Copy the lines starting with the one containing "Reviewer note: verify that every instance of the abbey" and ending with the one containing "119], [61, 359]]", and rename "Query" to "Label" wherever it appears, changing nothing else. Give only those lines.
───
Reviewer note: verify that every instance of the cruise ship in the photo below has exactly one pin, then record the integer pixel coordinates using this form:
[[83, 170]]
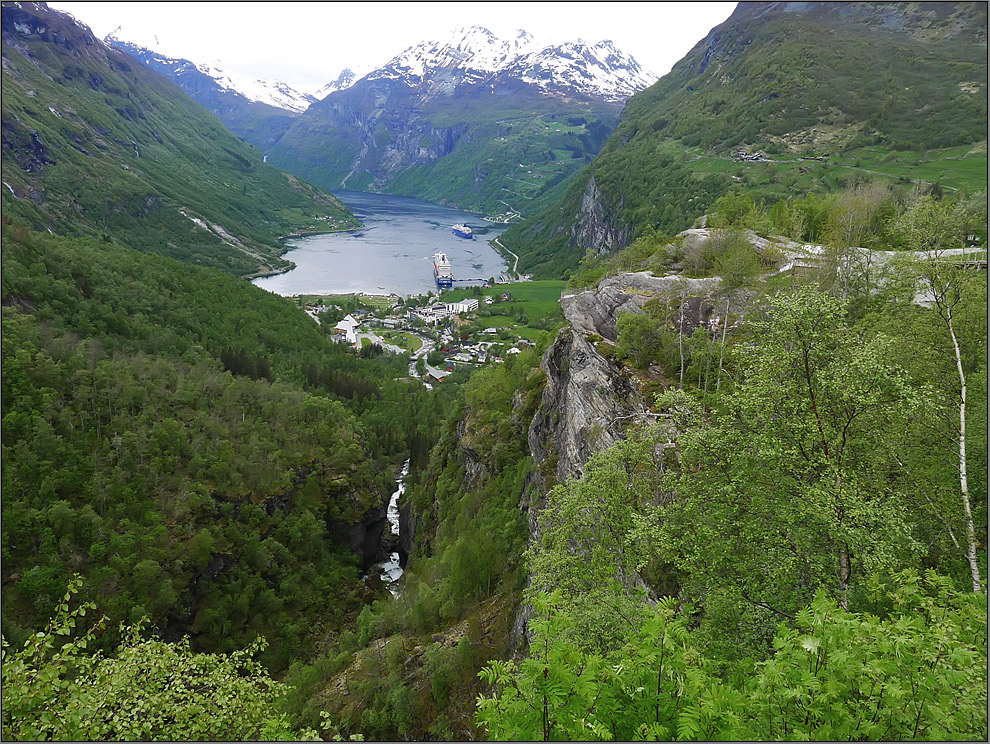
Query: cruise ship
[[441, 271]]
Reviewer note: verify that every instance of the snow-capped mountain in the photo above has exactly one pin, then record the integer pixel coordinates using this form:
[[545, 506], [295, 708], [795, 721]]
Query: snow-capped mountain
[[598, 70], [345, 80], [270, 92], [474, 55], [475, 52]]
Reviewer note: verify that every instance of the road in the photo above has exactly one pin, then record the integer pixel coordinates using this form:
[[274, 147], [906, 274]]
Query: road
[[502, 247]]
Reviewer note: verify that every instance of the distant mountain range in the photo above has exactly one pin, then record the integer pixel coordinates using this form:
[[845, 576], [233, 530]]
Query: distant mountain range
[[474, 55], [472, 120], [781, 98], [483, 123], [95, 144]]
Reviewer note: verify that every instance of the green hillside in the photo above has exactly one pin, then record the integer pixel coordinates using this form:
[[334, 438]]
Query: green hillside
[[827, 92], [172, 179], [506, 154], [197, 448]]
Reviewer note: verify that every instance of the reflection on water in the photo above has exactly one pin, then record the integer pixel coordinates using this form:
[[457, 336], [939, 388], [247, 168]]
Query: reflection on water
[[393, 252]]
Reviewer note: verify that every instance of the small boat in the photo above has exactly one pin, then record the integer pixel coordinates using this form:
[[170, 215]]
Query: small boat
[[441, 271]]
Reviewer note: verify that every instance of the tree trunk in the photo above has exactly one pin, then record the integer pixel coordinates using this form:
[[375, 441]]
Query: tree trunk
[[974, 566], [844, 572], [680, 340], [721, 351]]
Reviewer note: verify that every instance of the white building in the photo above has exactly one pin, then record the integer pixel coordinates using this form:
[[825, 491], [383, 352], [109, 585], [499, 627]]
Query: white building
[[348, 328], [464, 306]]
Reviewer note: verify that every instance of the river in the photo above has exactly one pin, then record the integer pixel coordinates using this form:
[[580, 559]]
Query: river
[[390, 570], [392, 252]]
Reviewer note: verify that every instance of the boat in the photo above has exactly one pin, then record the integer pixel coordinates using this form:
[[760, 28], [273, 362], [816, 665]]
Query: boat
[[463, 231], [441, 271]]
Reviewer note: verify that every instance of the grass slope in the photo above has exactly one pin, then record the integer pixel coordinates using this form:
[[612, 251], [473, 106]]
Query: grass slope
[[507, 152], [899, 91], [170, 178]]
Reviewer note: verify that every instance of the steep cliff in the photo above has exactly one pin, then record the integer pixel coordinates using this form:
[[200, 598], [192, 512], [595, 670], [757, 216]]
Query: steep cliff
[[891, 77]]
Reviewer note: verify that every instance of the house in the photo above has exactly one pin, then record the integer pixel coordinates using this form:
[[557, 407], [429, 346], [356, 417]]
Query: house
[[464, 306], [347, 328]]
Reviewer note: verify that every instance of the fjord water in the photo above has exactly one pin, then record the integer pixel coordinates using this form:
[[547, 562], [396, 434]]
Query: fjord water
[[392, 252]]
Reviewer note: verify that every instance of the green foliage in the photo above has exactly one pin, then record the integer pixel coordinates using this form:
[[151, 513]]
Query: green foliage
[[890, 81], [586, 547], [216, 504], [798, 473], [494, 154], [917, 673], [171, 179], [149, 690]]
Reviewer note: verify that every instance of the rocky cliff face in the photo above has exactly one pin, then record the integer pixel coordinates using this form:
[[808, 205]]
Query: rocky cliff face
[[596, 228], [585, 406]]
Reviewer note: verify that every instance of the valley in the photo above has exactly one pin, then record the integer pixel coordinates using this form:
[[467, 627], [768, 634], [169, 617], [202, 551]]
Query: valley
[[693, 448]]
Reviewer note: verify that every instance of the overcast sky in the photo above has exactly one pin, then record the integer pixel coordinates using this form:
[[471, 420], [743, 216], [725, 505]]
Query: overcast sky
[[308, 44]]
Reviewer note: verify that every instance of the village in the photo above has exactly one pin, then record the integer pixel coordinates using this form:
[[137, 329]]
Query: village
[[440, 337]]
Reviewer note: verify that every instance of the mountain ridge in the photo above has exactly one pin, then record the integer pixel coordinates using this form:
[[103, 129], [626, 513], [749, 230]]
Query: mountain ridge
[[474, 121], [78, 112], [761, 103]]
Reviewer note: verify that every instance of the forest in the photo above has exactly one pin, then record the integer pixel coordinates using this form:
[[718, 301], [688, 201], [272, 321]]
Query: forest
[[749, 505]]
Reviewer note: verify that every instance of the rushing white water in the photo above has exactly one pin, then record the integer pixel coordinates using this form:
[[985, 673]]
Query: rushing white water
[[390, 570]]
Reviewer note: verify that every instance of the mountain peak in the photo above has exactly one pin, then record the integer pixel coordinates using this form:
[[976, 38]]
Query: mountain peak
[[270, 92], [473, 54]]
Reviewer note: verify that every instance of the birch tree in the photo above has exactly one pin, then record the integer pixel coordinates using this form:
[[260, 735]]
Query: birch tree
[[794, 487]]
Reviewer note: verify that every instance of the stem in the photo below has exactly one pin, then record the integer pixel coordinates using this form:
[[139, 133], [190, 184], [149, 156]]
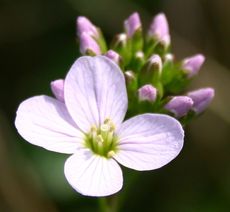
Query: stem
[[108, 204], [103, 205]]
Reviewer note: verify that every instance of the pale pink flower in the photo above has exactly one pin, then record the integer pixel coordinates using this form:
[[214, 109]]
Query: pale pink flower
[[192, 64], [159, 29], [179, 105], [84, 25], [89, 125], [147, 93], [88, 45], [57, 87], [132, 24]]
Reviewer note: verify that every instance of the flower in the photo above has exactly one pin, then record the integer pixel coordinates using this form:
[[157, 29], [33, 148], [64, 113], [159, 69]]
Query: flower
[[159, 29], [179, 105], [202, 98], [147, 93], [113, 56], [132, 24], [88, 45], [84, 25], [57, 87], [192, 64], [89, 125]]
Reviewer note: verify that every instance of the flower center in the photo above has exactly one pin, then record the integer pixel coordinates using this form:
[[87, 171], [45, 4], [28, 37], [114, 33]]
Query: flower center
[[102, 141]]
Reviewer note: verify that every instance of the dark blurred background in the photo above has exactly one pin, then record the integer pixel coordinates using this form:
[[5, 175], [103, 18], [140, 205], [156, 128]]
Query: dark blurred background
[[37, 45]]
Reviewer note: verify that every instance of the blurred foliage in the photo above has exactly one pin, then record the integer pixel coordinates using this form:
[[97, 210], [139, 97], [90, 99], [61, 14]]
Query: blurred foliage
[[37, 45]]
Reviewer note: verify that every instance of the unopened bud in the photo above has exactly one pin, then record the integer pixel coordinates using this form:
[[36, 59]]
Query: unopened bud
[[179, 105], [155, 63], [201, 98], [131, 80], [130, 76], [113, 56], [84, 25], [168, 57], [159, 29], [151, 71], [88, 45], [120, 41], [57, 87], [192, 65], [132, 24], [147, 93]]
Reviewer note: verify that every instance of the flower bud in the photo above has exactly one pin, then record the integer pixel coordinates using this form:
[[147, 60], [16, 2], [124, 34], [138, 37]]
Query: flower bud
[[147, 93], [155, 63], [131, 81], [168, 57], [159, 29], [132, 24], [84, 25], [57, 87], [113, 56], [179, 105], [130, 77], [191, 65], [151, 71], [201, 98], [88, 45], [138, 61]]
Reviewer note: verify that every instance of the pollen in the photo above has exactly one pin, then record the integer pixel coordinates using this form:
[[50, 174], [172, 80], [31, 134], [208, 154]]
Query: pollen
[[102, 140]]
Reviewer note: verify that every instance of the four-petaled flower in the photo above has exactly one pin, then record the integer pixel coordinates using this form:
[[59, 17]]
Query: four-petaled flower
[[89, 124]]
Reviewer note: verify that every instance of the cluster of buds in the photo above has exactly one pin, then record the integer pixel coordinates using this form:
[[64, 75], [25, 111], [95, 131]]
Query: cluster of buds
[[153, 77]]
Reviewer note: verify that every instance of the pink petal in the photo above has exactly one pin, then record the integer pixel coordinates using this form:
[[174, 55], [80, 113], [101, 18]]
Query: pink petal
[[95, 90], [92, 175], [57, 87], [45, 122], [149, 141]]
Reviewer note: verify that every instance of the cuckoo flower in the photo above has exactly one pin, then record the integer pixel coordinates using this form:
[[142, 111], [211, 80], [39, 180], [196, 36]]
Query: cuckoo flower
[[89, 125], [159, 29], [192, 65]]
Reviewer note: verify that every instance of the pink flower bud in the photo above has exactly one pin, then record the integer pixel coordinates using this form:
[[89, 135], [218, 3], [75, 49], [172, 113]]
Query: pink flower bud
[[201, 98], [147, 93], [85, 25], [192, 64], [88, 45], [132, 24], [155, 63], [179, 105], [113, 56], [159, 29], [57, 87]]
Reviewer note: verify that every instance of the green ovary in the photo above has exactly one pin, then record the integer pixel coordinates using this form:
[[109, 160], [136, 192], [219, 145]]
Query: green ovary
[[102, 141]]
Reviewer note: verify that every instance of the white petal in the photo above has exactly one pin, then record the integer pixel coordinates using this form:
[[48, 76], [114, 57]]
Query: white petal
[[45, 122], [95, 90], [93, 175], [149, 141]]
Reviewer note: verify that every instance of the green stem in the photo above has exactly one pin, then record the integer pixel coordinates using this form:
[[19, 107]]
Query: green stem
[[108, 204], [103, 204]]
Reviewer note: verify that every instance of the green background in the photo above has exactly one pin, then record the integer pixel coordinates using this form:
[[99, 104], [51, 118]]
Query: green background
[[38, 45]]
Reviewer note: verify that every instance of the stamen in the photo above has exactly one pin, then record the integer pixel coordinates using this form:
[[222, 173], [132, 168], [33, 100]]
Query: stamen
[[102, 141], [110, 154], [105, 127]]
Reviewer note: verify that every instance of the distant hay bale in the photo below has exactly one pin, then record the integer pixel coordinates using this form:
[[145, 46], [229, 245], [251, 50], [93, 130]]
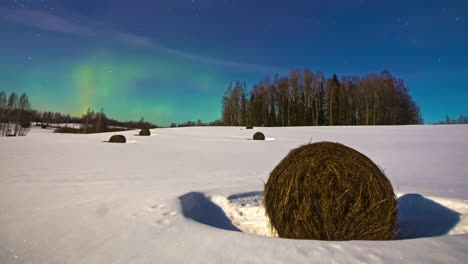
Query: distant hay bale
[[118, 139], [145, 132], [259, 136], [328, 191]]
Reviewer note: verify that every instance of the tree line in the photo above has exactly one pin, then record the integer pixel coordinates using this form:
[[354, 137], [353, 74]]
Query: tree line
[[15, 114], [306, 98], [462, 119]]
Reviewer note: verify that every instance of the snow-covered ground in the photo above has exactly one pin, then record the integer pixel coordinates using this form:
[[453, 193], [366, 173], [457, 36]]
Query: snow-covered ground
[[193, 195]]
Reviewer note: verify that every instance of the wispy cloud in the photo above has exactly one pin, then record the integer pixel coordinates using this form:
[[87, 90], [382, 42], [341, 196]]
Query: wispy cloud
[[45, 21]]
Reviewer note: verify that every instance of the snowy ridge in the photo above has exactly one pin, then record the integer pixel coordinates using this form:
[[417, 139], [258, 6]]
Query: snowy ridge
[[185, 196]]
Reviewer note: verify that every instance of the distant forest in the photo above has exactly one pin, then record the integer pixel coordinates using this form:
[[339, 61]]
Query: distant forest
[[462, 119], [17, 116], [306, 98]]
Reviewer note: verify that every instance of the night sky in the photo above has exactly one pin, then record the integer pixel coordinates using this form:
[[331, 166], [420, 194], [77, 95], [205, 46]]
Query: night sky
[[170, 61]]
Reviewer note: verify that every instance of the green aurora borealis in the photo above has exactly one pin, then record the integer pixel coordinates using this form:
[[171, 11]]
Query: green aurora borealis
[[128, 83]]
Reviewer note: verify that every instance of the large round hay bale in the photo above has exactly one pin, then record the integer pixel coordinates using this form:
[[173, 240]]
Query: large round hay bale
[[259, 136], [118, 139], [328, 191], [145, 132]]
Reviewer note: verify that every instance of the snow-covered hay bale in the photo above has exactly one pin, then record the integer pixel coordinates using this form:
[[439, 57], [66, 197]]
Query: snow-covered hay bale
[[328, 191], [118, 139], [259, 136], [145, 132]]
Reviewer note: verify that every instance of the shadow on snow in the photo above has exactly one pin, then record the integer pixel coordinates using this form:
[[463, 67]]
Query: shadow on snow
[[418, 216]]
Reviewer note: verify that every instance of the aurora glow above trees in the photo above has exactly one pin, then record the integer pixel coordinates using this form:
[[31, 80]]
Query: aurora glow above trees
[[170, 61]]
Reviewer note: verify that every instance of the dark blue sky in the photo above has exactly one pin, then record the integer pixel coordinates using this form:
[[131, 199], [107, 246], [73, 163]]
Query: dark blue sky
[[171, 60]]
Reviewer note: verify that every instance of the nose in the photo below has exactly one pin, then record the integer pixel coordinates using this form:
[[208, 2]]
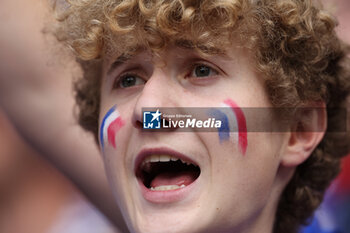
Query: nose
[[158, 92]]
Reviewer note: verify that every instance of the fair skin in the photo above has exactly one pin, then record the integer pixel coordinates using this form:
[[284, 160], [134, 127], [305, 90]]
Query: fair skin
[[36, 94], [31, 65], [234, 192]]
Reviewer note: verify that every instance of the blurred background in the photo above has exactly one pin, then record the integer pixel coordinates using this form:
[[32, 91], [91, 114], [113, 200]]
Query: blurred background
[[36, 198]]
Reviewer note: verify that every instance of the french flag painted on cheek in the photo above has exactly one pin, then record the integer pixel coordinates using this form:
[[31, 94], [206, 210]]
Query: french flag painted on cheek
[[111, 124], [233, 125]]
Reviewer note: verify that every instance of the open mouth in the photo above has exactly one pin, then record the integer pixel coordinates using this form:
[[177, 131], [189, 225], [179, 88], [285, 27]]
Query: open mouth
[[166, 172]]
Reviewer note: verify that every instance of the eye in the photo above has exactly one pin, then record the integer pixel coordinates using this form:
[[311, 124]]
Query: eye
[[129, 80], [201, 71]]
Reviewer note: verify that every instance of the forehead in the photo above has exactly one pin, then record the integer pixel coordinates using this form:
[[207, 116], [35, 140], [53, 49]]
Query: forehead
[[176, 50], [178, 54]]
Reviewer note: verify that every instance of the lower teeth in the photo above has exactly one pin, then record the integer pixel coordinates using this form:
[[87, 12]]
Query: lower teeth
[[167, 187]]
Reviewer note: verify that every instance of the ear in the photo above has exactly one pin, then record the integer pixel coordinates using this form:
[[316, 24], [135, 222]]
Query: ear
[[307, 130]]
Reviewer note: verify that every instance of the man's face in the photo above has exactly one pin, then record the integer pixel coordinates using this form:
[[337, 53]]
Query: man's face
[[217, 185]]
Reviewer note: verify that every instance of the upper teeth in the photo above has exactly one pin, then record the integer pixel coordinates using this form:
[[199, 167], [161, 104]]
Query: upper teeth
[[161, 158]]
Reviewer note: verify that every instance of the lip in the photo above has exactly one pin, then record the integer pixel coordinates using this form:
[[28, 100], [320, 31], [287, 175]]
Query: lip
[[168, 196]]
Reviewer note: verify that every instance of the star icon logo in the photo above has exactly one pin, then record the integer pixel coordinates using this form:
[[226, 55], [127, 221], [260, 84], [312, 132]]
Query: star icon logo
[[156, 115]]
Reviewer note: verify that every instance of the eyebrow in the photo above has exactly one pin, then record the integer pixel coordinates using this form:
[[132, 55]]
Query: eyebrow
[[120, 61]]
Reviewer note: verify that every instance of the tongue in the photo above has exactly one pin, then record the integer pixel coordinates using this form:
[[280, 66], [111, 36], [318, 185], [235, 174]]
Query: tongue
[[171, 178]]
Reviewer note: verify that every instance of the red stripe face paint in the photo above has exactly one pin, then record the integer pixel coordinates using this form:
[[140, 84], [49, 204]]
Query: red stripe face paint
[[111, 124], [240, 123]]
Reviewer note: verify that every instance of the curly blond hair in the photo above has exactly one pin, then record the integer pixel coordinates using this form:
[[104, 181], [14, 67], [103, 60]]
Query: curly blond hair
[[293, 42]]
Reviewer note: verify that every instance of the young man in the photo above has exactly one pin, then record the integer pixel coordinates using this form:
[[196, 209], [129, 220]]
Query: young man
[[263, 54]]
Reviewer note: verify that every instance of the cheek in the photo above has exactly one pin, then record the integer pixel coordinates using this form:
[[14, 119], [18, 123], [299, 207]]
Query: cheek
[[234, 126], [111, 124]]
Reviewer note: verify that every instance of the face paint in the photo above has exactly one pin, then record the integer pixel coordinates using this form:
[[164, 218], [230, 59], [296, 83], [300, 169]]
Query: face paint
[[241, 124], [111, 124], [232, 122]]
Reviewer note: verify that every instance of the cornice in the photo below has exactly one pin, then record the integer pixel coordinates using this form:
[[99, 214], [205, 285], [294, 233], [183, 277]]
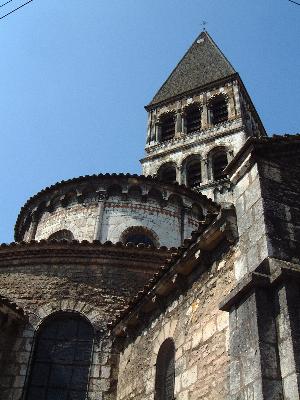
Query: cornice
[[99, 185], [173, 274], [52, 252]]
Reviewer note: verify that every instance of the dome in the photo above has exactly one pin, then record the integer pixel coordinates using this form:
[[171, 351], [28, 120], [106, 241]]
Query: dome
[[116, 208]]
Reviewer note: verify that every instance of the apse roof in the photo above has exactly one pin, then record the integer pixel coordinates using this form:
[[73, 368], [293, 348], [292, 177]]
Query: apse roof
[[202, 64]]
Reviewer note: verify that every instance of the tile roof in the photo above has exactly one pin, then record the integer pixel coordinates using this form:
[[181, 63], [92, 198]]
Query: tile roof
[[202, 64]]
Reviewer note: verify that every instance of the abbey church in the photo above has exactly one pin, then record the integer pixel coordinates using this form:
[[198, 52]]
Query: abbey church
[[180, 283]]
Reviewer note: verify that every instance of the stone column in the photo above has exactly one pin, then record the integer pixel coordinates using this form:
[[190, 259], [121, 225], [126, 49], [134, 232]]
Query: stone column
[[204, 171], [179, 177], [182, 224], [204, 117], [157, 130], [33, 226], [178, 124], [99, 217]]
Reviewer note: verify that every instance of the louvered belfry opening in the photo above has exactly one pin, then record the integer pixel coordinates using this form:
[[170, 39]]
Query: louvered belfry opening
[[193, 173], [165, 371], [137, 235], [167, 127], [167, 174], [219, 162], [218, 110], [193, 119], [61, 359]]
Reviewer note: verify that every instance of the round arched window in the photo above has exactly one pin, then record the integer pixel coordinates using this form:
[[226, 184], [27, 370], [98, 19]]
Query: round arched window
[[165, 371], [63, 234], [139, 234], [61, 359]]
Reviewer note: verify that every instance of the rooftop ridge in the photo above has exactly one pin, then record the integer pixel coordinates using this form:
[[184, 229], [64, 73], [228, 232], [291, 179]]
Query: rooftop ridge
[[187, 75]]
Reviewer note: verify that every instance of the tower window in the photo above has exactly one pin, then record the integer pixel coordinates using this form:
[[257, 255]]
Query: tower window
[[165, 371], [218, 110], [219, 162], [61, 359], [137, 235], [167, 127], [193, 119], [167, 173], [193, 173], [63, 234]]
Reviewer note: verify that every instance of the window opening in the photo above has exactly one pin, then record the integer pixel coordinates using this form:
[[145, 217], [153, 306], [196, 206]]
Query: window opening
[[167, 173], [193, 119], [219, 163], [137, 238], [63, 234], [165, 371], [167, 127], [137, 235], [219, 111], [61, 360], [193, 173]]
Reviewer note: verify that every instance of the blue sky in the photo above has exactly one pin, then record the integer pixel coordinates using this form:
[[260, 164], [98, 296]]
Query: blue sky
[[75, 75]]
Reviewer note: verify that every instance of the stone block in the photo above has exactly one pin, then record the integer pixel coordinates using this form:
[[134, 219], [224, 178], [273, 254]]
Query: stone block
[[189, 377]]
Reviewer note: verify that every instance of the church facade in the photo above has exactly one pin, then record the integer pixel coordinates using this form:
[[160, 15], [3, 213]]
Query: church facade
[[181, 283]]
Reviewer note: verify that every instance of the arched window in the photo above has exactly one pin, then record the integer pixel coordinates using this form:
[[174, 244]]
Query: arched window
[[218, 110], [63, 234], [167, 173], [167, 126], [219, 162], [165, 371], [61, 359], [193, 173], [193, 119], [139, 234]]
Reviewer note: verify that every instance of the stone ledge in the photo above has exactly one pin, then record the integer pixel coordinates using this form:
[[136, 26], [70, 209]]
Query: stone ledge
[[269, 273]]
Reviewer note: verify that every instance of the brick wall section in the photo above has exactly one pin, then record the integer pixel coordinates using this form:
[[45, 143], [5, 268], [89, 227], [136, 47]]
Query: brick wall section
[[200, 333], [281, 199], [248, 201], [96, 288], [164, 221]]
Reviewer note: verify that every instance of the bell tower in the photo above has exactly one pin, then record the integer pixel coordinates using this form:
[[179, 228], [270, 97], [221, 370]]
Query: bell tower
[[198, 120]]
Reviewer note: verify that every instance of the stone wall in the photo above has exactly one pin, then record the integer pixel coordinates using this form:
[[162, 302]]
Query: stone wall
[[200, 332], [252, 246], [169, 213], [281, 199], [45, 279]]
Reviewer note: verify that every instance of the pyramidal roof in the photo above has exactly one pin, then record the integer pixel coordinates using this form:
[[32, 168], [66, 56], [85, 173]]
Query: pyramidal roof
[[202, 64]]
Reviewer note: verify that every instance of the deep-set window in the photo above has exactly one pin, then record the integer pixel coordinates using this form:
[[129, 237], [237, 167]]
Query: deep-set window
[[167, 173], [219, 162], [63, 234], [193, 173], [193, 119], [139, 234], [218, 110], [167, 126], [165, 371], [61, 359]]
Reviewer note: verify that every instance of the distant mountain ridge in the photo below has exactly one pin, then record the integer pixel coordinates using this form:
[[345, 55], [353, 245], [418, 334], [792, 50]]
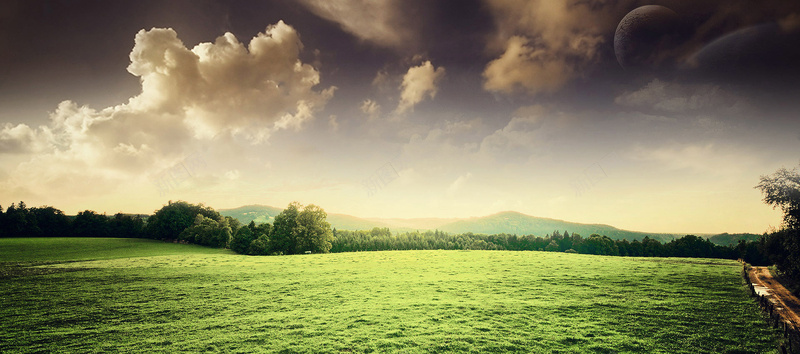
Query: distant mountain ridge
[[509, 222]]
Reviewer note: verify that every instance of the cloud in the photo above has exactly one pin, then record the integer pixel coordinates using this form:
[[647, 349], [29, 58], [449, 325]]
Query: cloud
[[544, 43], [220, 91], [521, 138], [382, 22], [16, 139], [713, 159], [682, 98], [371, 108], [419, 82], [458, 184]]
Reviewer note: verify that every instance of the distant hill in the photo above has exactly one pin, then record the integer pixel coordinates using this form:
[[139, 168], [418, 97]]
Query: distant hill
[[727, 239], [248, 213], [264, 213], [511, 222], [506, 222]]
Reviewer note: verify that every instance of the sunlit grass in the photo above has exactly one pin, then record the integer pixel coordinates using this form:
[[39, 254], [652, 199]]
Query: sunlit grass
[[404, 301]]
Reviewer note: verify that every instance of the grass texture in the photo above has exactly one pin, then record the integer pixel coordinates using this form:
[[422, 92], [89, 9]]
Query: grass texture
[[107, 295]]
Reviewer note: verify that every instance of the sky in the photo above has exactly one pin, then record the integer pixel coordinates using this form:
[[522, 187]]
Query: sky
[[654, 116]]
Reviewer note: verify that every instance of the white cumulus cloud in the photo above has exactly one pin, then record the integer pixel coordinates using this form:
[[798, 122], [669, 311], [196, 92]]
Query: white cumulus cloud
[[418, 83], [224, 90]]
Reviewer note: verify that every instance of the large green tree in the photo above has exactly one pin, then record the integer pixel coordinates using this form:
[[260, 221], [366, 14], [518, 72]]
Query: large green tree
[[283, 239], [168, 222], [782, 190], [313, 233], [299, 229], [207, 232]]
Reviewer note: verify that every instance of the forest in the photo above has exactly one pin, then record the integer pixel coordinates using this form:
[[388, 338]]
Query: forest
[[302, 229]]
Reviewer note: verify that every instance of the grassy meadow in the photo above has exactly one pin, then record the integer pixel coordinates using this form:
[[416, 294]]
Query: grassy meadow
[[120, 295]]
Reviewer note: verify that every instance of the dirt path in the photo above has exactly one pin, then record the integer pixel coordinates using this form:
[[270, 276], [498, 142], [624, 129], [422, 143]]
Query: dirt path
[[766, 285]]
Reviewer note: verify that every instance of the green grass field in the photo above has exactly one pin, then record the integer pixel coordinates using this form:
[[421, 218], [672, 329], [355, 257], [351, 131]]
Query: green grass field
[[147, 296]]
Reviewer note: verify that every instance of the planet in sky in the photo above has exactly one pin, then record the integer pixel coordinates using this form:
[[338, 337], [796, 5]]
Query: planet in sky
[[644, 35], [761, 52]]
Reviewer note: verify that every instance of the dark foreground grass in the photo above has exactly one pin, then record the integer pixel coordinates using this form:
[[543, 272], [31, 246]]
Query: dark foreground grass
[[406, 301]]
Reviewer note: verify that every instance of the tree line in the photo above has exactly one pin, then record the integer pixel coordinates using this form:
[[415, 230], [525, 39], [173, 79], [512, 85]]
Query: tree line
───
=== EXERCISE ANSWER ===
Reviewer note: verify that every instance of the abbey church in the photo above has exactly one pin, then record the integer pixel coordinates using this form:
[[198, 52]]
Label: abbey church
[[180, 283]]
Reviewer note: verify that every instance of the stone column in the photo above has exactly one pin, then record the integer pixel coordinates using this form:
[[190, 259], [121, 225], [126, 49], [134, 232]]
Label: stone column
[[204, 171], [179, 177], [182, 224], [204, 117], [157, 130], [33, 226], [178, 124], [99, 217]]
Reviewer note: verify that every instance of the louvered belfry opening in the photo above has exactly one pin, then record the integer pixel coordinates using this form:
[[170, 39]]
Label: louvered belfry opening
[[193, 173], [165, 371], [137, 235], [167, 127], [167, 174], [219, 162], [218, 110], [193, 119], [61, 359]]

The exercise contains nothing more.